_Exercise_
If a line below falls between the line with "target | horse's mane" and the line with "target | red polka dot tie", or is one of those two, output it exactly; output nothing else and no pictures.

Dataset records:
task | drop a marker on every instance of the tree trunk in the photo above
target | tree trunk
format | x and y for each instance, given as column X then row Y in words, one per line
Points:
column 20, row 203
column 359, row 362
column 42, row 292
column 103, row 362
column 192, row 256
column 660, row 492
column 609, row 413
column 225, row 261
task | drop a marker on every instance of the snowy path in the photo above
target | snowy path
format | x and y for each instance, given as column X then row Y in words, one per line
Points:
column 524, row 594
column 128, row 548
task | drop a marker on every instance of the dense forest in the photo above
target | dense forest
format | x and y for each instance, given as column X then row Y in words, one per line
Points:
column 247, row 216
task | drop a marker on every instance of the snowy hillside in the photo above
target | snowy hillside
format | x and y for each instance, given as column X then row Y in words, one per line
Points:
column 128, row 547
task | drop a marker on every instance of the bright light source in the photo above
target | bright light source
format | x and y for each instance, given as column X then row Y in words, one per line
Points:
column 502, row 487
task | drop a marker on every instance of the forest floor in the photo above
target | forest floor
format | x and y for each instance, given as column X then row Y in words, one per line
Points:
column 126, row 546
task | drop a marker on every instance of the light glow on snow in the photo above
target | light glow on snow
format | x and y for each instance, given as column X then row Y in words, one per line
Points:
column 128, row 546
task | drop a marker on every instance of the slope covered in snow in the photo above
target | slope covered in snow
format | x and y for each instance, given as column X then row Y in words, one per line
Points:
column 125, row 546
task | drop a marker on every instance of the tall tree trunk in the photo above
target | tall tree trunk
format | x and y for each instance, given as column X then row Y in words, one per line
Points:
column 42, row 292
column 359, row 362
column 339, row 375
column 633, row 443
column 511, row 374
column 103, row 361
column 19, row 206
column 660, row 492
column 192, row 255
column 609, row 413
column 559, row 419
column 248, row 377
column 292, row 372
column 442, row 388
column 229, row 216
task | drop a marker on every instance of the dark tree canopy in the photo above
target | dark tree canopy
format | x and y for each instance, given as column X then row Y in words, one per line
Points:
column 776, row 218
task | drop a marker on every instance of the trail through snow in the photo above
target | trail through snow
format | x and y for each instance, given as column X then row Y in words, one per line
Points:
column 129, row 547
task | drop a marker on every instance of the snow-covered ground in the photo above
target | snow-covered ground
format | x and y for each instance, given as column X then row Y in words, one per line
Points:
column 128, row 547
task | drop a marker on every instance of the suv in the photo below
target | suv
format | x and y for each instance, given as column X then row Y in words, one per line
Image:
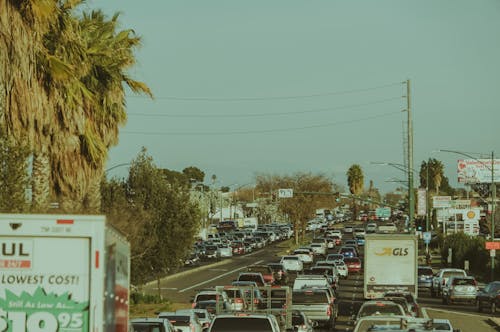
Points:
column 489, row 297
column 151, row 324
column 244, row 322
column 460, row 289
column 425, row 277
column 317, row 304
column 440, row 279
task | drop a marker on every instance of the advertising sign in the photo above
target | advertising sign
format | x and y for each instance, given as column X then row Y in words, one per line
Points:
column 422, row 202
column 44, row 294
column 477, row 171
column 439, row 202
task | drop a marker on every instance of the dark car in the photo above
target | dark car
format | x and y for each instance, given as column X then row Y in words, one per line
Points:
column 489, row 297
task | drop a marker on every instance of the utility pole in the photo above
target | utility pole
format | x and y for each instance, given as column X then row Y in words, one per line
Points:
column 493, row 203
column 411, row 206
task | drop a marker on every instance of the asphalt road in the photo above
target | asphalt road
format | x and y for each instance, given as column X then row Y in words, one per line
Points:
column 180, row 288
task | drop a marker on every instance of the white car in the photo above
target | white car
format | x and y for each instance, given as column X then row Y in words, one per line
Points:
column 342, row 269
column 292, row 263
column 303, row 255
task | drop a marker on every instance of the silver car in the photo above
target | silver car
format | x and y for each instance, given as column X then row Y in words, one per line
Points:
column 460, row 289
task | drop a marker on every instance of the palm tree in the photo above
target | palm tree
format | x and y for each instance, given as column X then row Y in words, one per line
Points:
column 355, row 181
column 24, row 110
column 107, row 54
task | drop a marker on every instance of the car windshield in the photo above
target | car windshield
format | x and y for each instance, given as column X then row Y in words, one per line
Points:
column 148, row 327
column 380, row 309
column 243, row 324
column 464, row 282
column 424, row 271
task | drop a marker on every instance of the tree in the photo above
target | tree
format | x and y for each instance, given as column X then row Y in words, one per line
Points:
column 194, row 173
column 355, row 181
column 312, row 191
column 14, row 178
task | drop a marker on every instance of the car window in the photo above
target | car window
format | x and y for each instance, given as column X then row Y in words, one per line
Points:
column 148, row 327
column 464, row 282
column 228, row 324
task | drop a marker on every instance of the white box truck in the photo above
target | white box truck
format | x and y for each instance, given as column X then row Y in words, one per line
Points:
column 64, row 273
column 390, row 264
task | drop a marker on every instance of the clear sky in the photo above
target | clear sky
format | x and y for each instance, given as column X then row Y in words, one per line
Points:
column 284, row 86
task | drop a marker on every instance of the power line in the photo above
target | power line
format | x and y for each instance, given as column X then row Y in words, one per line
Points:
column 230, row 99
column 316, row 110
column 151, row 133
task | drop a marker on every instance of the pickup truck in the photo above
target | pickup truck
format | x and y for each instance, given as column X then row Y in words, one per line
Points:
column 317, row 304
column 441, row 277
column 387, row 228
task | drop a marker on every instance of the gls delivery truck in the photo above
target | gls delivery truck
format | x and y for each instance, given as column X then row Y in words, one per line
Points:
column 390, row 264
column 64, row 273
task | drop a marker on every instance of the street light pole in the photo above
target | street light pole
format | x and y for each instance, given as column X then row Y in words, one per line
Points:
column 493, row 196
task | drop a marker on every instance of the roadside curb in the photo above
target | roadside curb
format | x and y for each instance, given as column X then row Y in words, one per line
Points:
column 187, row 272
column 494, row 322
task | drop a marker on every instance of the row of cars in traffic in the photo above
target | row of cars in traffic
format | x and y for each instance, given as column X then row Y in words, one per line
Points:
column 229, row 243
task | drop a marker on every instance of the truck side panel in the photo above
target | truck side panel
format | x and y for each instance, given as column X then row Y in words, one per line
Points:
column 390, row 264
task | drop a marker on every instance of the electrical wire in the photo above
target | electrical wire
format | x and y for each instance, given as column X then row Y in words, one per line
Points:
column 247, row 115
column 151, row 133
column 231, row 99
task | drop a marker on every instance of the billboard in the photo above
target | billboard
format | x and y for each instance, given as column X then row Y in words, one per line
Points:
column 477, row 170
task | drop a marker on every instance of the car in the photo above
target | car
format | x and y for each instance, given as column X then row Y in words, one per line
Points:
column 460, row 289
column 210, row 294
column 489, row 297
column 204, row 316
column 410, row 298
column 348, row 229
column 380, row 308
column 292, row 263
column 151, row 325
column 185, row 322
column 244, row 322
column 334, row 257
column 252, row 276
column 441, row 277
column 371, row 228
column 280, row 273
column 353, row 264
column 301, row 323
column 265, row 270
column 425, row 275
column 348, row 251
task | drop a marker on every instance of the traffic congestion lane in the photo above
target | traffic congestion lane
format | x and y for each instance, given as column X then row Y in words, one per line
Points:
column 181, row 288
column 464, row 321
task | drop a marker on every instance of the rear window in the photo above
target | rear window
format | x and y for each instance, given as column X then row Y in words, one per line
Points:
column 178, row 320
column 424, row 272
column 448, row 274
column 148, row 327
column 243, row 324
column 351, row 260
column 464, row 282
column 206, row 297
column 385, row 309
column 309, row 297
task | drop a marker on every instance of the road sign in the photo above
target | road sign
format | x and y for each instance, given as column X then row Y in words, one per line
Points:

---

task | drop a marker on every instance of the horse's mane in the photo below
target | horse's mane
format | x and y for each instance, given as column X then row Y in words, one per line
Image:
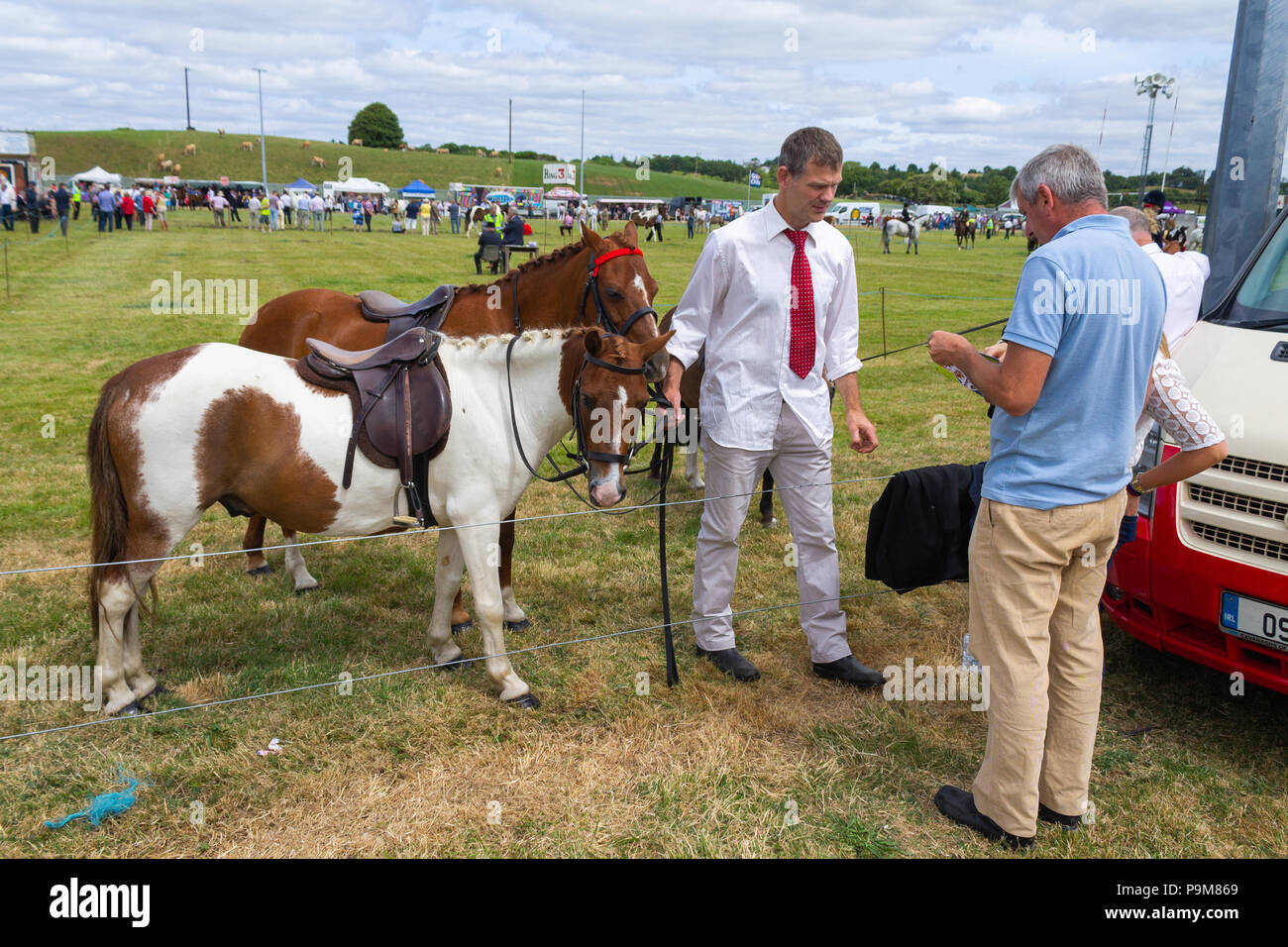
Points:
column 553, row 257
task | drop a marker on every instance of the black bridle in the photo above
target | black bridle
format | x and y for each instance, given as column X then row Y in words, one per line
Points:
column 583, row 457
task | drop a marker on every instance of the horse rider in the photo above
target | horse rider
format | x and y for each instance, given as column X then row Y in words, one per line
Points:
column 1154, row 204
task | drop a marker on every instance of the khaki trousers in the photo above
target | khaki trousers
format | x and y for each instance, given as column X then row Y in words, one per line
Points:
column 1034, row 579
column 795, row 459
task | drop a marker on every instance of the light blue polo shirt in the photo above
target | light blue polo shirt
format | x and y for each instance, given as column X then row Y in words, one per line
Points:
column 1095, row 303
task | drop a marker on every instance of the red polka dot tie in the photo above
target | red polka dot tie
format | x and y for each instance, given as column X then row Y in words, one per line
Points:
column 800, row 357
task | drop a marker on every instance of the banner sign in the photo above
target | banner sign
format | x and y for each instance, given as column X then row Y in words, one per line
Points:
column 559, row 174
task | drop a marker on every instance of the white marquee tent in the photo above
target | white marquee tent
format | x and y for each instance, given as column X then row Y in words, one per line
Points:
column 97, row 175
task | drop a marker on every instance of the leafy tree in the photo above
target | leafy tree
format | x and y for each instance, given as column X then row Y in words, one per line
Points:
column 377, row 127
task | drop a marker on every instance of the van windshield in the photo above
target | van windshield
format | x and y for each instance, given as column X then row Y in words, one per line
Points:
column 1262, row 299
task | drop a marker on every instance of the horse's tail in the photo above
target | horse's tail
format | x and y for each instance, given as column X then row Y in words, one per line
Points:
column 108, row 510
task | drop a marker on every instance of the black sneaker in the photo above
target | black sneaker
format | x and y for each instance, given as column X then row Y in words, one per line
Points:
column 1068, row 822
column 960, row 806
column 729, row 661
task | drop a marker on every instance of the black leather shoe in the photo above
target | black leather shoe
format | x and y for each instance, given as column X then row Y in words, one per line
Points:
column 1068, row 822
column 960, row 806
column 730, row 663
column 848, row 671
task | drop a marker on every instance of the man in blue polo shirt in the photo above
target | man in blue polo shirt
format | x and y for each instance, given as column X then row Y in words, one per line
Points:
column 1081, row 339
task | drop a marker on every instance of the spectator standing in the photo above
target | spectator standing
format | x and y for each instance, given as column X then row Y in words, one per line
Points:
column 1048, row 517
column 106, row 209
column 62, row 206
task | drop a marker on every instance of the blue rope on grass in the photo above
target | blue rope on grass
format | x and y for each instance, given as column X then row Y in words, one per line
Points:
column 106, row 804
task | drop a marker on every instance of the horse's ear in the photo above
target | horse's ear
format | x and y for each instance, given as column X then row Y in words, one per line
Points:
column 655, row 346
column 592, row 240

==

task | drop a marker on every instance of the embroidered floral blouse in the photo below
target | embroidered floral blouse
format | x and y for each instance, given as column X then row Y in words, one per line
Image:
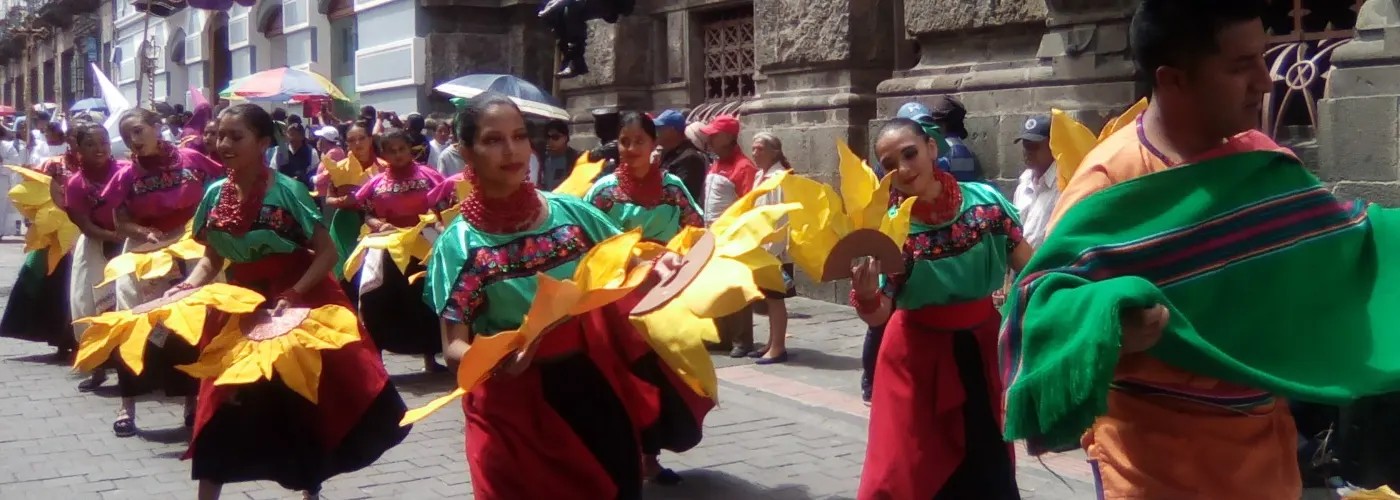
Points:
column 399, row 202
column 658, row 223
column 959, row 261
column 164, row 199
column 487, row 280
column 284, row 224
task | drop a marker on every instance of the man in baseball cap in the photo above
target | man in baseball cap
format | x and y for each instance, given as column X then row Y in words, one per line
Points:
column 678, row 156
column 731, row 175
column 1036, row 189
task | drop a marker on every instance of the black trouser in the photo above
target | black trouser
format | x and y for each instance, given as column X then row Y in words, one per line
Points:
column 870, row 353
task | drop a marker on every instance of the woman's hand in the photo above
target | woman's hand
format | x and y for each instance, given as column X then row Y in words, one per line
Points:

_Result for this exercise_
target | horse's mane
format | x and y for each instance, given as column X then row Y in words, one per line
Image:
Points:
column 553, row 257
task | drop a marker on every instance of the black bridle in the photo above
target | black bridle
format | x and y for each instance, given as column X then row Y in words, one per line
Points:
column 583, row 457
task | drop a marker on every instance of the horse rider in the photo above
target | horse rider
format | x and y for each instance, given as column X then row Y in words, one per line
Points:
column 1154, row 204
task | drop a marker on every instance of the khaki trousers in the photo above
target | khaki trousers
format | x and y for each instance, given as column X then row Y in words, one per line
Points:
column 1034, row 579
column 795, row 459
task | drop a marker on every instance of the light blue polo shirt in the photo above
target | light blue polo shirt
format | x and y for each instance, given as column X then row Y in words, one per line
Points:
column 1095, row 303
task | drop a marker on every instance of the red polka dot tie in the photo above
target | red polka dot tie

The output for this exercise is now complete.